Pointing entries for labeled objects

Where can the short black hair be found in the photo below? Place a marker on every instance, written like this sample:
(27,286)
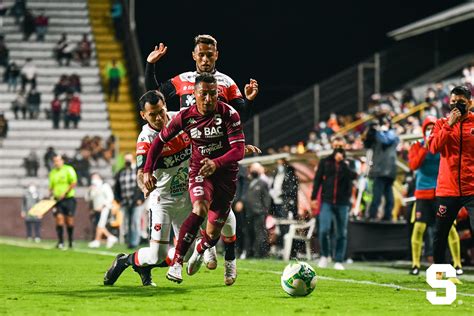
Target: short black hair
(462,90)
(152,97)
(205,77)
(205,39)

* * *

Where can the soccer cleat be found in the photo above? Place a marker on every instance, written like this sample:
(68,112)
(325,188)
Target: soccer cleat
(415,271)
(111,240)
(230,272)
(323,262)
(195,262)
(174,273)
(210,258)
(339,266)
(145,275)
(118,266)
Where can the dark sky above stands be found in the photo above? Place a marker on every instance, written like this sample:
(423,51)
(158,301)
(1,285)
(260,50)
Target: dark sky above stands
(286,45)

→ What is needed: Locate each line in the records that contains the string "found", and copy every such line in full.

→ Exercise solution:
Where can the short black hair be found in the photo below? Place a marker on every instance, written like this sample:
Where can the soccer cleat be found in the photo above? Place a marker on every instance, written like this sample:
Where can the dark sky above stands be found in the photo above? Place a marker on every instance, written like this sample:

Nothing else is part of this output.